İş Kurmak İçin Yeni İş Fikirleri

İş Fikrine Sermaye Bulamazsanız 2

İş fikrinizi hayata geçirmek için “Altuntaş Prensibi”ni her durumda işleyen bir formül olarak kullanabilirsiniz. Basit ama işlevsel…

Kimseden para bulamazsanız [2]

GEÇEN hafta sorduğum soru şuydu: Eş-dost-akrabadan, bankalardan, melek yatırımcılardan, kamu kaynaklarından, iş fikri yarışmalarından, kısacası hiçbir yerden iş fikrinize finansman bulamadınız. Bu durumda tüm finansman yolları tükendi mi diye sormuş ve ardından cevabını vermiştim:

bos cuzdan

En değerli finansman kaynağını unutmayın, demiştim:

Müşteriyi…

Ancak, müşteri gibi çok değerli (çünkü verdiği para karşılığında şirketinizden hisse istemiyor, ya da parasını faiziyle geri de istemiyor. Sadece kendisine vaat ettiğiniz ürünü veya hizmeti vermenizi istiyor) bir finansman kaynağına cebimizde beş kuruş yokken nasıl ulaşabiliriz? Asıl önemli soru bu.

BAŞARISI KANITLANMIŞ BİR FORMÜL

Değerli girişimciler, bu hafta size, uluslararası literatüre ‘Altuntaş Prensibi” olarak geçen ve teknik adı ‘Atıl Kapasitenin Nakit Sermayeye Çevrilmesi’ olarak geçen formülümü özetleteceğim.

Bu formül, benim üniversitede öğrenciyken sadece 400 dolar gibi küçük bir sermaye ile Avrupa’nın en hızlı.gelişen üçüncü markası ödülünü alıp milyonlarca dolar para kazandığım Deulcom International’ı kurarken uyguladığım formül. Bu formül o kadar işlevsel ki, Deulcom dışında kurduğum hemen hemen tüm şirketlerde de, cebimde para olmasına rağmen, uygulamaya koyarak her seferinde başarısını zevkle tekrar tekrar test ettiğim bir formül.

Bu formülü uygulamak için ihtiyacınız olan en önemli şey sağlam gözler. Yani, herkesin baktığım sizin görmeniz gerekiyor. Eğer gözlerinizi, bakmak yerine görmek için kullanırsanız, işin önemli bir kısmını hallettiniz demektir.

Önce şuna karar vermeniz gerekiyor: Amacınız para kazanmak mı, yoksa iş yapmak mı?

Eğer amacınız iş yapmak ise, iş fikrinizi özgürce geliştirin, iş planlarınızı hazırlayın ve ardından sermaye aramaya başlayın.

Eğer amacınız para kazanmaksa, bu durumda iş fikrinizi özgürce geliştirmek yerine, etrafınızdaki ulaşabileceğiniz atıl kapasiteye uygun iş fikirleri geliştirmeye odaklanın.

Gayet basit bir şey söylüyorum: Yepyeni özelliklere sahip tuğla üretmek için fabrika kurmaya odaklanmayın. Tuğla fabrikasının sahibiyle anlaşın ve onun fabrikasını kullanıp üretimi yapıp hem ona hem de kendinize kazandırın. Hem de sermayeniz olmadan bu işi yapın.

__Alıştırma A__.
Yukarıdaki metin bölümünde "Altuntaş Prensibi" için hangi teknik ad verilmektedir?

__Girdi Verileri__.

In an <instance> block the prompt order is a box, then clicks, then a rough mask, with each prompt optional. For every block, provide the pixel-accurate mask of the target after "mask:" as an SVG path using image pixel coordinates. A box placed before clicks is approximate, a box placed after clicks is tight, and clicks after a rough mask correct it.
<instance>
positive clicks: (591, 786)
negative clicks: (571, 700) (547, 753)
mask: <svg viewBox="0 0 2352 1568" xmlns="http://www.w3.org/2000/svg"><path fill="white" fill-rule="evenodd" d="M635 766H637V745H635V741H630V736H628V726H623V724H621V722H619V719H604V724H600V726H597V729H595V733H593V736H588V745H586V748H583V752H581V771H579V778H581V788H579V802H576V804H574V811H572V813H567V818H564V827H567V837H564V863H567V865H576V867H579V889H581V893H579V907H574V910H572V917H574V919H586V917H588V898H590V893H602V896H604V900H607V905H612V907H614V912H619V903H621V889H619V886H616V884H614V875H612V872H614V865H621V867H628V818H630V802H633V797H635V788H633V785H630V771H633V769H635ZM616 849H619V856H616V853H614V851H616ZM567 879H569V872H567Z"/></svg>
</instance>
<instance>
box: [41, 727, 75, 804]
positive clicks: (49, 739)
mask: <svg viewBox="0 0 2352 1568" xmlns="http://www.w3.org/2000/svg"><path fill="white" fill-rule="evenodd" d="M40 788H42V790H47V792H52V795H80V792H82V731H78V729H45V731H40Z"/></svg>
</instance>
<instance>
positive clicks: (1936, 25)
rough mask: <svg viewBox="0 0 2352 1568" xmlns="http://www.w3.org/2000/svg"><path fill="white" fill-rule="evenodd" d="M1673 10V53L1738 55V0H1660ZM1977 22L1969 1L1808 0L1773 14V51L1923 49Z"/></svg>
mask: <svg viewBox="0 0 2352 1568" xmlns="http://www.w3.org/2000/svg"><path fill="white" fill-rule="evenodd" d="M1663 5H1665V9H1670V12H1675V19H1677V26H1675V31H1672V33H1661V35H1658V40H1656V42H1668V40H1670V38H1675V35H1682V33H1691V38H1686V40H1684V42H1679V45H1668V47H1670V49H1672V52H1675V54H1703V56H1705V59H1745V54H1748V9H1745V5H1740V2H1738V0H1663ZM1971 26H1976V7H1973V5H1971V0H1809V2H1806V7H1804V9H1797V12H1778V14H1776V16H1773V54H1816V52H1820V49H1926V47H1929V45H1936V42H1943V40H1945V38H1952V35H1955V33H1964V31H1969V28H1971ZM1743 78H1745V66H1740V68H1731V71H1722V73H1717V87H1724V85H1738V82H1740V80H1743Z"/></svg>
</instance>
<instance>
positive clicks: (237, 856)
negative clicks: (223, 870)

__Alıştırma B__.
Yukarıdaki satırlardan "clicks" dizesini içerenleri bulun ve her birini kopyalayın. Büyük-küçük harf ayrımı dikkate alınmalıdır.

__Yazılı Çözüm A__.
Atıl Kapasitenin Nakit Sermayeye Çevrilmesi.

__Yazılı Çözüm B__.
In an <instance> block the prompt order is a box, then clicks, then a rough mask, with each prompt optional. For every block, provide the pixel-accurate mask of the target after "mask:" as an SVG path using image pixel coordinates. A box placed before clicks is approximate, a box placed after clicks is tight, and clicks after a rough mask correct it.
positive clicks: (591, 786)
negative clicks: (571, 700) (547, 753)
positive clicks: (49, 739)
positive clicks: (1936, 25)
positive clicks: (237, 856)
negative clicks: (223, 870)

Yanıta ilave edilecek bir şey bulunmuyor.